» **Fragmento del documento**

No, a make.conf NO, a /etc/env.d/02locale

de lo contrario no serán variables globales del entorno, como todo lo demás que se define en make.conf

Así evitas tener que modificar el /etc/profile y la posibilidad de perder los cambios cada vez que se actualice el baselayout, porque no actualizarlo puede ser una muy mala idea...

----------

## Alex14

 *LinuxBlues wrote:*   

> 
> 
> No, a make.conf NO, a /etc/env.d/02locale
> 
> de lo contrario no serán variables globales del entorno, como todo lo demás que se define en make.conf
> ...

 

 :Surprised:  no tengo ese fichero (ni siquiera con otro numero) tengo que crearlo?

y srry no he terminado (y empezado) de entender el porque hay y en make.conf no xD

----------

## LinuxBlues

 *Alex14 wrote:*   

> no tengo ese fichero (ni siquiera con otro numero) tengo que crearlo?
> 
> y srry no he terminado (y empezado) de entender el porque hay y en make.conf no xD

 

Efectivamente, hay que crearlo, env-update no servirá, hay que hacer un reboot para que lo lea...

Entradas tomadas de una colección
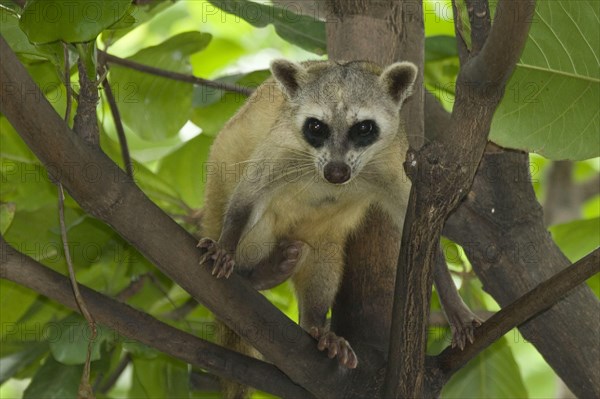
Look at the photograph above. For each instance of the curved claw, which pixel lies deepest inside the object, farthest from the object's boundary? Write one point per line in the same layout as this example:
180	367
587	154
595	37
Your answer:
463	329
216	258
336	347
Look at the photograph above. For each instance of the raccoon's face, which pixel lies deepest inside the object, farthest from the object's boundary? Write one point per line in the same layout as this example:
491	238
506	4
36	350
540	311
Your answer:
345	114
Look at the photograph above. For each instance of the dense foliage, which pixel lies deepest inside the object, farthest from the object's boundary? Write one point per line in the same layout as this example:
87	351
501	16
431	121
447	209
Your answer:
550	109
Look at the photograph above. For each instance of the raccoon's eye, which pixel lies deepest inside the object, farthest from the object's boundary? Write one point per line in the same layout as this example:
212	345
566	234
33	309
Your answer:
364	128
315	132
315	126
363	133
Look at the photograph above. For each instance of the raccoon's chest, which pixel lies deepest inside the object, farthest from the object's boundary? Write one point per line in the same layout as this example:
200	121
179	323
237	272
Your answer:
311	213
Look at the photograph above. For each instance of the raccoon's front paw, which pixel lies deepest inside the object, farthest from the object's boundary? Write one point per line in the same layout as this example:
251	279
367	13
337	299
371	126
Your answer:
336	346
463	324
218	258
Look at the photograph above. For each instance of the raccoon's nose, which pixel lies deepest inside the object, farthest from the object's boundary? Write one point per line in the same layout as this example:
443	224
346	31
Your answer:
337	172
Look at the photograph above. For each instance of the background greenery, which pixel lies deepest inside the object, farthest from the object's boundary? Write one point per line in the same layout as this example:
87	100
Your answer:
550	108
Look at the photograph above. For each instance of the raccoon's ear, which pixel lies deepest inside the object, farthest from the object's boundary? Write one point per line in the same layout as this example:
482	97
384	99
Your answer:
398	79
289	75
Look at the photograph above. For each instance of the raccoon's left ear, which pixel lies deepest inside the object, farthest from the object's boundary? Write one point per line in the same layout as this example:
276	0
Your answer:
398	79
289	75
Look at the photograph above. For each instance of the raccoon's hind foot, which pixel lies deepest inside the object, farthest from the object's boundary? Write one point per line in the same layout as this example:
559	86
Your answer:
277	267
221	261
336	346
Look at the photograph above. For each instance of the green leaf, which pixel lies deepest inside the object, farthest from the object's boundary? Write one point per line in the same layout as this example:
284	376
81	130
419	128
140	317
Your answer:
16	362
135	16
440	47
161	377
577	239
303	31
71	21
7	214
494	373
14	303
155	108
54	381
69	345
551	102
213	108
184	169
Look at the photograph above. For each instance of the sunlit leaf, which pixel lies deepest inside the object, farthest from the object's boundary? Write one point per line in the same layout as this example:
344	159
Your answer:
70	342
301	30
71	21
551	102
494	373
154	107
54	380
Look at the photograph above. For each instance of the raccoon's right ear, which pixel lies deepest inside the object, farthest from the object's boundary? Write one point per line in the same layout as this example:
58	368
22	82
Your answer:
289	75
398	80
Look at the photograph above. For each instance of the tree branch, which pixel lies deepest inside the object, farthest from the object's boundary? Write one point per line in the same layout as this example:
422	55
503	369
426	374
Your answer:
500	226
529	305
116	200
442	173
106	57
114	110
132	323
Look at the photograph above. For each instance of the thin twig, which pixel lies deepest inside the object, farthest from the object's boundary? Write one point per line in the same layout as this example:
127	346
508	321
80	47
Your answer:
127	162
85	389
106	57
529	305
134	324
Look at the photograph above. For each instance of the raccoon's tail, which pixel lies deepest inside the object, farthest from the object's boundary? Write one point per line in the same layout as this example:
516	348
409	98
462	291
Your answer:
229	339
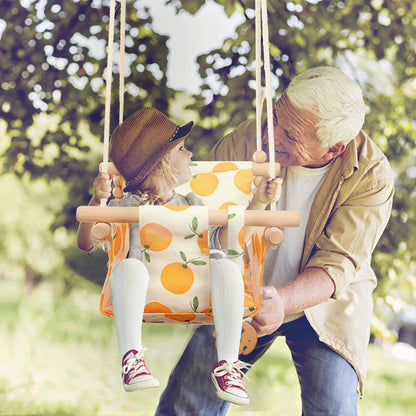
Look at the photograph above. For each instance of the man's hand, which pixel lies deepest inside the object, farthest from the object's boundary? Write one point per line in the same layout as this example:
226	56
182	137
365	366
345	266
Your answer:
101	187
271	314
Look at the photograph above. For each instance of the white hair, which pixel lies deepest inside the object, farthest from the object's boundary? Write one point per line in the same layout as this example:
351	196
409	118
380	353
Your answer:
332	97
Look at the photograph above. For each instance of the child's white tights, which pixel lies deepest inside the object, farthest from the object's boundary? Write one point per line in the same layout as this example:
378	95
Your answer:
129	282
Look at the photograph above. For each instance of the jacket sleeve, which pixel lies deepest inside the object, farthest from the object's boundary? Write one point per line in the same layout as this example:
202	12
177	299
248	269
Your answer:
355	226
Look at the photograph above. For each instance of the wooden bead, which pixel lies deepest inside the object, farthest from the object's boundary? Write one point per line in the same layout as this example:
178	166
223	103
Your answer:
259	156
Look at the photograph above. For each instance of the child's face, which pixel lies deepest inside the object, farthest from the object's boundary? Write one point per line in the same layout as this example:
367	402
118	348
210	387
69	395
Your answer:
180	161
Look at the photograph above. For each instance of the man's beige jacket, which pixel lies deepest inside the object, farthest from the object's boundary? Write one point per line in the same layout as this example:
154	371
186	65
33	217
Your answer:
347	218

» **Instrucciones**
[1] Enumera todos los archivos que se nombran en el fragmento del foro, cada uno tal como aparece escrito.
[2] Reproduce sin cambios las líneas de las entradas que empiezan en la que contiene "child's face, which" y terminan al final de las entradas, ambas incluidas.

» **Problemas resueltos**
[1]
make.conf
/etc/env.d/02locale
/etc/profile

[2]
Look at the photograph above. For each instance of the child's face, which pixel lies deepest inside the object, farthest from the object's boundary? Write one point per line in the same layout as this example:
367	402
118	348
210	387
69	395
Your answer:
180	161
Look at the photograph above. For each instance of the man's beige jacket, which pixel lies deepest inside the object, farthest from the object's boundary? Write one point per line in the same layout as this example:
154	371
186	65
33	217
Your answer:
347	218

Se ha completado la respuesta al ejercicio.